__RECORDS FOR THIS EXERCISE__:
-- START --

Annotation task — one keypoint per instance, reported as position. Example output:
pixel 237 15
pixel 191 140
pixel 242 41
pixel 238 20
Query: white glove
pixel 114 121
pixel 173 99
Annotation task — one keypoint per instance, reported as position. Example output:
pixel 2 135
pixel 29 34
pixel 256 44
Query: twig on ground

-- END --

Render every line of the entries above as a Markdown table with a column n for the row number and a column Line for the text, leaving out any blank lines.

| n | Line |
|---|---|
| 1 | Annotation task — one keypoint per instance, reported as position. Example output: |
| 2 | pixel 237 15 |
| 3 | pixel 191 140 |
| 4 | pixel 242 41 |
| 5 | pixel 238 20 |
| 6 | Query: white glove |
| 7 | pixel 114 121 |
| 8 | pixel 173 99 |
| 9 | Annotation task — one keypoint per instance, reported as position. Example output: |
| 10 | pixel 2 135 |
| 11 | pixel 29 34 |
| 12 | pixel 256 44 |
| 13 | Query: twig on ground |